(Records to process):
········

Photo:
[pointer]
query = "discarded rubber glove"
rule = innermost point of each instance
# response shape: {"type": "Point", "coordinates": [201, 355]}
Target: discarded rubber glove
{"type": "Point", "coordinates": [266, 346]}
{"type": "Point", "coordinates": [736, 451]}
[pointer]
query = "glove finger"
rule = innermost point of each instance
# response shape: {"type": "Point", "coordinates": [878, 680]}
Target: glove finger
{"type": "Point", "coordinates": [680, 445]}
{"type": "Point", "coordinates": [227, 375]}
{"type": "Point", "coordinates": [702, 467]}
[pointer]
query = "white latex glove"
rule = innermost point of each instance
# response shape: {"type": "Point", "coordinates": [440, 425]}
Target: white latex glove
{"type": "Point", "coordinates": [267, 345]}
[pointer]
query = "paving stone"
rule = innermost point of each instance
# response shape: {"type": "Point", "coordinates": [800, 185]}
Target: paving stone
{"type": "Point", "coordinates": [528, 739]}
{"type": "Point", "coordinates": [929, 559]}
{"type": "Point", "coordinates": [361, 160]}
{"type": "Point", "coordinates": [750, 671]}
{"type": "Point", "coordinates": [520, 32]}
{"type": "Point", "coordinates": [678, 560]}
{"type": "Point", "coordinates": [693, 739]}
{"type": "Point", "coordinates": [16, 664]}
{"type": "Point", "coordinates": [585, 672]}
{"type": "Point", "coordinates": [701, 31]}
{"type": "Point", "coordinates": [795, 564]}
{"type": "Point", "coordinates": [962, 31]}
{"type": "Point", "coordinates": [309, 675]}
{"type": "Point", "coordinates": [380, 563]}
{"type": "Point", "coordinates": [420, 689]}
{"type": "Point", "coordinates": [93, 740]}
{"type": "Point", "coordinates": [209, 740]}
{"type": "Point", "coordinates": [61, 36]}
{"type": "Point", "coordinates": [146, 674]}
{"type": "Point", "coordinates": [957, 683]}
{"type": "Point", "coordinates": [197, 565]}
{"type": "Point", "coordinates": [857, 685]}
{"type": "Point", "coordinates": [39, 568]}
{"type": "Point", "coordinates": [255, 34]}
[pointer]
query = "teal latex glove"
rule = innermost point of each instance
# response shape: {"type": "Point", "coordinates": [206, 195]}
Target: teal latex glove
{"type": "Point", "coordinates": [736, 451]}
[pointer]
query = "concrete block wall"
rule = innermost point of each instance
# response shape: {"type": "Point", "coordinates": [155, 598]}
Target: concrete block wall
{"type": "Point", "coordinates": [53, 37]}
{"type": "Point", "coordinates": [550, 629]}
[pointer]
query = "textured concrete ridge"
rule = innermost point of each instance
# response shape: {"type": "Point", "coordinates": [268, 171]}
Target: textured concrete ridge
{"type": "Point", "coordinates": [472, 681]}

········

Please restate the records in full, word for word.

(Written response):
Photo:
[pointer]
query = "discarded rubber glove"
rule = innermost point of each instance
# response shape: {"type": "Point", "coordinates": [201, 355]}
Target: discarded rubber glove
{"type": "Point", "coordinates": [266, 346]}
{"type": "Point", "coordinates": [736, 451]}
[pointer]
query = "glove finger"
rule = innermost point of each instance
# response shape: {"type": "Point", "coordinates": [878, 680]}
Target: glove finger
{"type": "Point", "coordinates": [680, 445]}
{"type": "Point", "coordinates": [227, 375]}
{"type": "Point", "coordinates": [702, 467]}
[pointer]
query = "white latex glove"
rule = innermost point of each instance
# response shape: {"type": "Point", "coordinates": [440, 425]}
Target: white latex glove
{"type": "Point", "coordinates": [267, 345]}
[pointer]
query = "paving stone"
rule = innermost point of each instance
# response shape: {"type": "Point", "coordinates": [800, 185]}
Target: paving stone
{"type": "Point", "coordinates": [528, 739]}
{"type": "Point", "coordinates": [929, 559]}
{"type": "Point", "coordinates": [361, 160]}
{"type": "Point", "coordinates": [750, 671]}
{"type": "Point", "coordinates": [520, 32]}
{"type": "Point", "coordinates": [678, 560]}
{"type": "Point", "coordinates": [693, 739]}
{"type": "Point", "coordinates": [16, 664]}
{"type": "Point", "coordinates": [585, 672]}
{"type": "Point", "coordinates": [701, 31]}
{"type": "Point", "coordinates": [795, 564]}
{"type": "Point", "coordinates": [962, 31]}
{"type": "Point", "coordinates": [309, 675]}
{"type": "Point", "coordinates": [380, 563]}
{"type": "Point", "coordinates": [420, 689]}
{"type": "Point", "coordinates": [93, 740]}
{"type": "Point", "coordinates": [209, 740]}
{"type": "Point", "coordinates": [61, 36]}
{"type": "Point", "coordinates": [146, 674]}
{"type": "Point", "coordinates": [957, 683]}
{"type": "Point", "coordinates": [197, 565]}
{"type": "Point", "coordinates": [857, 685]}
{"type": "Point", "coordinates": [39, 568]}
{"type": "Point", "coordinates": [255, 34]}
[pointer]
query = "teal latex glove"
rule = innermost point of each instance
# response shape: {"type": "Point", "coordinates": [206, 195]}
Target: teal latex glove
{"type": "Point", "coordinates": [736, 451]}
[pointer]
query = "concrete block wall"
rule = innermost point of each instance
# response shape: {"type": "Point", "coordinates": [155, 598]}
Target: concrete block wall
{"type": "Point", "coordinates": [53, 37]}
{"type": "Point", "coordinates": [550, 629]}
[pointer]
query = "textured concrete ridge"
rule = innermost point of each instance
# response shape: {"type": "Point", "coordinates": [268, 171]}
Target: textured concrete ridge
{"type": "Point", "coordinates": [472, 681]}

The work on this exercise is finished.